====== Data supplied

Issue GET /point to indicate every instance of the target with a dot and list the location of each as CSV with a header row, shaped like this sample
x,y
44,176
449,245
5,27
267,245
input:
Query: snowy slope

============

• **Your assignment**: Transcribe the whole listing with nothing added or left out.

• **The completed task**:
Issue GET /point to indicate every instance of the target with a dot and list the location of each as CSV with a header row, shaped like this sample
x,y
44,176
449,245
5,27
267,245
input:
Query: snowy slope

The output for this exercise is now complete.